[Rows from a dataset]
^^^^

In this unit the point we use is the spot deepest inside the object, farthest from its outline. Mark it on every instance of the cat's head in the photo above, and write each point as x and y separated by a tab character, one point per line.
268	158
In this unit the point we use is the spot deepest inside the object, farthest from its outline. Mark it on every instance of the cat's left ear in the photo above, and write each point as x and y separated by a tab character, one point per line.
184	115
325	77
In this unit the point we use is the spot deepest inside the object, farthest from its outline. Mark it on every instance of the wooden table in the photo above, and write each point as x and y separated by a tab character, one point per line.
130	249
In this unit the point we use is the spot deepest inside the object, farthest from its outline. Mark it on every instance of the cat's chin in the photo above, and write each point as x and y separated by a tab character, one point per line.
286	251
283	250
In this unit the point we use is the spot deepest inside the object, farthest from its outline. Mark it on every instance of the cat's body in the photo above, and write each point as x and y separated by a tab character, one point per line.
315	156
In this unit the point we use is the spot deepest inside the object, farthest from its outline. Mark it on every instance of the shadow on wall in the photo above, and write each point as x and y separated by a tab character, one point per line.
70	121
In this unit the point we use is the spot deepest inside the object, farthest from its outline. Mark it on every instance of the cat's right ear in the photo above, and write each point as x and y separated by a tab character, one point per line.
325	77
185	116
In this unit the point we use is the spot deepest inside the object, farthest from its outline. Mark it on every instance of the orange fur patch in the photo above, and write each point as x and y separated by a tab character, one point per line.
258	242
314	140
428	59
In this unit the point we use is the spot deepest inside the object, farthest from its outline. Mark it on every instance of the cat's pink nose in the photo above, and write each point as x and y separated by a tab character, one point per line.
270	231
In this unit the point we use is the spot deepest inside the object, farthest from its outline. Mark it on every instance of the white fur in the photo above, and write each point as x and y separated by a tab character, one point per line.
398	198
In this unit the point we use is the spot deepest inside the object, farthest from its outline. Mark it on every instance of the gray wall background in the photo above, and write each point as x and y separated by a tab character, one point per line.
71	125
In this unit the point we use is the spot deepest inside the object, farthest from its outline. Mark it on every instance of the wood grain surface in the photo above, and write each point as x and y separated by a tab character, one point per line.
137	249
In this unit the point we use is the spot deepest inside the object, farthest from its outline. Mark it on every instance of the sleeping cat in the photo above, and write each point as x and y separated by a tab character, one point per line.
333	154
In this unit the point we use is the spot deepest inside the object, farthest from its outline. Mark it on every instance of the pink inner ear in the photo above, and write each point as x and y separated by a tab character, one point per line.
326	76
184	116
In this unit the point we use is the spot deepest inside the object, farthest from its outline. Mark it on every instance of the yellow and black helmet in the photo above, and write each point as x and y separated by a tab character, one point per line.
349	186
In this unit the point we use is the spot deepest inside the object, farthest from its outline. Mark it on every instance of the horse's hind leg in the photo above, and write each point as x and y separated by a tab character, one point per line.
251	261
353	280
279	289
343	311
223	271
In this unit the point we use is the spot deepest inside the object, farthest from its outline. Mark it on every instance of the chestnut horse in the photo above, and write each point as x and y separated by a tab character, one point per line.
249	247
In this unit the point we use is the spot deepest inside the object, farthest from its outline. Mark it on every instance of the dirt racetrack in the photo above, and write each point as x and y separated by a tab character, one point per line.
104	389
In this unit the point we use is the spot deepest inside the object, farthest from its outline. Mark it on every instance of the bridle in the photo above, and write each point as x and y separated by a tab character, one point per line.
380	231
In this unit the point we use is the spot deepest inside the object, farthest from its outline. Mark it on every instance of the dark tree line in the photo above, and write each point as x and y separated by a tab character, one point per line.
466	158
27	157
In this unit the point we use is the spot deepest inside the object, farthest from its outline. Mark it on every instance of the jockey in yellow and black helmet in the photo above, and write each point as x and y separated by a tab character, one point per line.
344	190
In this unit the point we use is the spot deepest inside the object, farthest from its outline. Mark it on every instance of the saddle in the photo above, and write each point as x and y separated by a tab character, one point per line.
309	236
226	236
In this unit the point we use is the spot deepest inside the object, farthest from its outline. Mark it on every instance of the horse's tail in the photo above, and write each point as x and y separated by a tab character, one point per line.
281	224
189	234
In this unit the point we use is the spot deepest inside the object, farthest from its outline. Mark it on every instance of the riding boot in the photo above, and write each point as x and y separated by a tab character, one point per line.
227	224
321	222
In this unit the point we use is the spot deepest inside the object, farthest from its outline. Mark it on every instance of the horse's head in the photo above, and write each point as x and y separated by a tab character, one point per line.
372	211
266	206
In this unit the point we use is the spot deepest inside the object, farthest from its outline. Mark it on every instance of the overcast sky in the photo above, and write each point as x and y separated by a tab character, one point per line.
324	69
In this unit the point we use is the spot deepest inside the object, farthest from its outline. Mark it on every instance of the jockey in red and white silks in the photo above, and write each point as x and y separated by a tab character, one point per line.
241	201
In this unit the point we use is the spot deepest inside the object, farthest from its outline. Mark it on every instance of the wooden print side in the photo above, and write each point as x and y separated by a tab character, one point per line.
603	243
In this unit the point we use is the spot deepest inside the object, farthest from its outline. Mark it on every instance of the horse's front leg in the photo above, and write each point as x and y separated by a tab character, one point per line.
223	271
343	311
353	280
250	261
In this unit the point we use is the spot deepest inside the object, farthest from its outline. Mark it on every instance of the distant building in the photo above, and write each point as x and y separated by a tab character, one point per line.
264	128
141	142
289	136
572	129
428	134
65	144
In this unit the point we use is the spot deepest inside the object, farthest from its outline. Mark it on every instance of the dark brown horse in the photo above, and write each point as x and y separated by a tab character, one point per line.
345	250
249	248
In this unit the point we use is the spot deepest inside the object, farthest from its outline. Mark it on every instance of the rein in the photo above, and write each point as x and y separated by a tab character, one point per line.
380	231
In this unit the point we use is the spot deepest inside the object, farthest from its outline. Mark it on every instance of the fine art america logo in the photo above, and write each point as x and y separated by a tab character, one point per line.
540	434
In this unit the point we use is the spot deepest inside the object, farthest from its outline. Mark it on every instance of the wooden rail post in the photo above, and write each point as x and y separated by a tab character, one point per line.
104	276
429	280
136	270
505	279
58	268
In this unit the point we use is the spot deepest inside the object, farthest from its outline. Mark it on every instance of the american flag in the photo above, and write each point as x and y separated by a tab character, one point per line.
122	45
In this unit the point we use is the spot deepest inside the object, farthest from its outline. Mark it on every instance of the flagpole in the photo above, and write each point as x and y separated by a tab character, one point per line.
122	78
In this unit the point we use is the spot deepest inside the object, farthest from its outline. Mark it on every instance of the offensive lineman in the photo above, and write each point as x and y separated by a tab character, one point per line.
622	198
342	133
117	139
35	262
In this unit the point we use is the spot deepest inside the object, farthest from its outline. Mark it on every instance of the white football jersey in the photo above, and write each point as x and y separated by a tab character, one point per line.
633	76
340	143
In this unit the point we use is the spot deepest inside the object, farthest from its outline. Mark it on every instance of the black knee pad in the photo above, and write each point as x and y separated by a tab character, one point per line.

^^^^

== Challenge ==
All of the material must be reproduced exactly.

== Response ==
In this unit the point we use is the spot deepest inside the object, farthest from its outline. Mark it on every instance of the cat's head in the photo above, and write each point as x and y separated by a tab character, one point per line.
268	158
In this unit the point we use is the spot deepest inside the object, farthest from its outline. Mark it on every instance of the cat's left ear in the photo above, and write each point as x and y separated by a tab character, one point per line.
184	115
325	77
In this unit the point we use is the spot deepest inside the object, farthest from its outline. Mark it on every instance of the wooden table in the photo above, and write each point as x and y separated by a tab character, one point per line.
130	249
In this unit the point we use is the spot deepest inside the object, farthest from its outline. Mark it on every instance of the cat's chin in the photo above, and write each point as x and y separated by a tab character, one point per line.
286	251
283	250
In this unit the point we use is the spot deepest inside the object, farthest from its outline. Mark it on every instance of the cat's body in the photo above, and write each point as x and y separated by a tab character, one point per line.
315	156
In this unit the point we use is the spot deepest inside the object, farthest from its outline. Mark it on every instance of the shadow on wall in the photo above, and write each point as x and y separated by a tab character, one point per line.
70	121
In this unit the point we use is the spot deepest inside the object, farthest from its outline. Mark it on every instance of the cat's right ear in the photo above, and write each point as x and y separated by a tab character, one point per line.
325	77
185	116
In this unit the point we use is the spot deepest inside the object, farthest from its outline. Mark it on every instance of the orange fur patch in the photo above, and write each point as x and y separated by a tab character, one point per line.
258	242
314	140
428	59
In this unit the point we use is the spot deepest inside the object, farthest from its outline. Mark it on every instance of the cat's pink nose in the photo above, and write each point as x and y separated by a tab character, one point per line.
270	231
In this unit the point we use is the spot deepest inside the object, farthest from its outline. Mark it on every instance of the white fur in the photo above, and write each point as x and y separated by a tab character, one point per line.
398	198
In this unit the point we use is the spot deepest inside the object, farthest from its outline. Mark it on every instance of the gray wall background in the photo above, and write each point as x and y separated by a tab character, one point per line.
71	125
In this unit the point we use is the spot deepest inside the object, farthest from its outline. Mark it on every instance of the wood grain surface in the photo above, and write each point as x and y separated by a tab character, one point per line.
137	249
In this unit the point we use is the spot deepest inside the object, farthest from its outline. Mark it on every instance of the sleeping cat in the photo above, and write each point as x and y separated by a tab character, one point per line.
333	154
In this unit the point we use is the spot deepest inside the object, farthest from its outline. Mark it on every instance of the pink inner ear in the photo above, and write each point as x and y separated by a tab character, one point per line.
326	76
184	116
In this unit the point we use is the spot deepest inside the object, farthest from its outline. Mark it on every instance of the yellow and black helmet in the photo above, and write each point as x and y separated by a tab character, one point per line.
349	186
In this unit the point we use is the spot deepest inside the object, farthest from its outline. Mark it on every instance of the horse's hind leg in the photo above, and write each point as x and y separated by a tab character, one point per line.
251	261
353	280
279	289
343	311
223	271
In this unit the point we use is the spot deepest inside the object, farthest from its outline. Mark it on every instance of the chestnut horse in the photo above, and write each point as x and y separated by a tab character, one point per line.
249	247
In this unit the point we use is the spot deepest inside the object, farthest from its outline. Mark it on every instance of the dirt racetrack in the photo above, and write each point as x and y separated by a tab character, one point per line.
104	389
In this unit the point we use is the spot deepest inside the object, farthest from its outline. Mark it on every instance of the bridle in the photo above, and write each point as x and y separated by a tab character, one point per line.
380	231
In this unit the point we use is the spot deepest inside the object, farthest from its outline. Mark it on every instance of the dark tree line in the photo above, and write each point as x and y separated by a tab character, one point per line.
466	158
27	157
In this unit the point we use is the spot deepest inside the object, farthest from its outline. Mark it on every instance of the jockey in yellow and black helmet in the photo above, and write each point as x and y separated by a tab character, one point per line.
344	190
In this unit the point we use is the spot deepest inside the object, farthest from its outline. Mark it on every instance of the saddle in the photo above, and write each point as x and y separated by a tab character, one point per line.
309	236
226	236
In this unit the point we use is the spot deepest inside the object, farthest from its outline. Mark it on every instance of the horse's tail in the photo above, and write each point as x and y separated by a tab character, one point per line.
281	224
189	234
In this unit the point we use is the spot deepest inside the object, farthest from its outline. Mark it on every instance of the riding boot in the photo above, and write each point as x and y separated by a tab character, one point per line.
227	224
321	222
In this unit the point we use is the spot deepest inside the object, farthest from its outline. Mark it on every instance of the horse's head in the photo above, and write each point as x and y separated by a tab character, one point per line.
372	211
266	206
In this unit the point we use is the spot deepest inside the object, farthest from its outline. Mark it on every instance of the overcast sky in the photo above, and write each point as x and y separated by a tab character, one point per line.
324	69
In this unit the point we use is the spot deepest inside the object, farthest from its outline. Mark it on every instance of the jockey in red and white silks in the photo above, and write each point as x and y separated by a tab character, one point per line.
241	201
In this unit the point we use is the spot deepest inside the object, farthest from its outline. Mark it on every instance of the wooden print side in the photo above, and write each point as x and y separated by a tab character, one point per line.
603	243
In this unit the point we use is the spot deepest inside the object, farthest from its outline. Mark it on every instance of the horse's front leg in the photo above, and write each point as x and y separated by a tab character, one point per line.
223	271
343	311
353	280
250	261
In this unit the point we use is the spot deepest inside the object, farthest from its outline. Mark it on every instance of the distant building in the photo above, and write each point as x and y separated by a tab character, one point per line.
264	128
141	142
289	136
572	129
428	134
65	144
In this unit the point we use is the spot deepest inside the object, farthest from its outline. Mark it on every instance of the dark brown horse in the photo above, and write each point as x and y separated by a tab character, one point per line.
345	250
249	248
In this unit the point we use is the spot deepest inside the object, farthest from its outline. Mark it on every instance of the rein in the photo above, and write each point as x and y separated by a tab character, one point per line.
380	231
In this unit the point we use is the spot deepest inside the object, farthest from its outline. Mark it on every instance of the fine art america logo in the photo above, and write each point as x and y separated by a tab character, one point per line.
540	434
In this unit the point we use is the spot deepest inside the object, farthest from its outline. Mark it on every instance of the wooden rail post in the photo above, and write each point as x and y separated by a tab character, one point per line.
104	276
429	280
136	270
505	279
58	268
In this unit the point we use is the spot deepest inside the object, farthest from its outline. Mark it on every instance of the american flag in the photo above, and write each point as x and y separated by a tab character, one point per line.
122	45
In this unit the point we use is the spot deepest inside the object, farthest from its outline. Mark it on every instance of the flagpole in the photo above, and write each point as x and y separated by a tab character, one point per line.
122	78
In this unit the point we use is the spot deepest inside the object, farthest from its outline. Mark it on every instance of the offensive lineman in the photo above, and write each point as x and y separated by a tab character, one point per line.
622	198
342	133
117	139
35	262
In this unit the point we use is the spot deepest inside the object, farthest from its outline. Mark it on every instance of the white football jersey in the photo above, and write each point as x and y separated by a tab character, one point per line.
633	76
340	143
In this unit the point we use is the spot deepest inside the object, farthest from its outline. Mark it on every instance of the black knee pad in the photo above, and write each point as x and y separated by a tab character, one point per line.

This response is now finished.